At the landing-place at the head of the basin, we found a bag, which, from its appearance, had been there but a very short time; also a fresh turtle shell and bones, as well as those of fish, and fresh ashes, where a fire had been kindled. From these traces we knew that some persons had been there but a short time before us; and in searching about, we found the leaf of an English political pamphlet, from which we were led to suppose they had been English. We were in hopes of finding also a bottle containing letters, as it is a frequent practice for vessels engaged in the whale trade to leave them at their stopping-places; but, after the most diligent search, we were unable to find any. In the neighborhood of this place we killed an enormous sea-lion, and several seals, and in the course of half an hour caught as many fish as the boat could conveniently carry; and in the same time every boat belonging to the ship, had it been properly provided with books and lines, might have been loaded. There were great variety, and all proved to be of an excellent quality. The sharks proved troublesome to us in taking away hooks, and sometimes snatching the fish from the lines; but on the whole we were well compensated for the time we spent, and the few hooks we lost, by the excellent repast they afforded.

* Requirements
Please continue the account of the shore stop at the head of the basin, picking up after its last sentence. The lines that come next are separate material, apart from the account above.

* Recorded information
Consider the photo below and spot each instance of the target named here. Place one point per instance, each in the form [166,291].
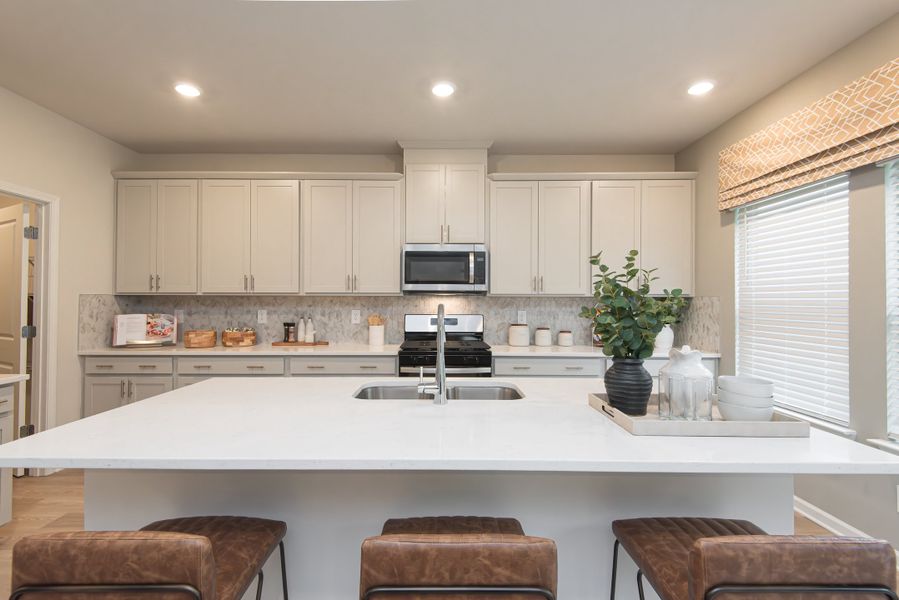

* Written answer
Proceeding along shore to the northward of the basin, on a small sandy beach, among some rocks, we saw a number of turtle, which we turned on their backs; and a short distance further to the north, in a small and shallow cove near some mangrove trees, we found a great many more, and succeeded in turning upwards of thirty of them, all of that species called the green turtle, and most of them upwards of three hundred weight. At both these places I caused large fires to be made, and on my return to the ship, where I did not arrive until dark, I dispatched two boats to bring them off; the fires guided them to the spot; but on their arrival on board next morning they brought with them only ten, as a sudden rise of the tide (a circumstance we had not sufficiently guarded against) had enabled the rest to make their escape, and even of those that were brought along side, one of the largest among them was lost overboard in getting it on board. We however had enough remaining to give two or three fresh messes to all hands.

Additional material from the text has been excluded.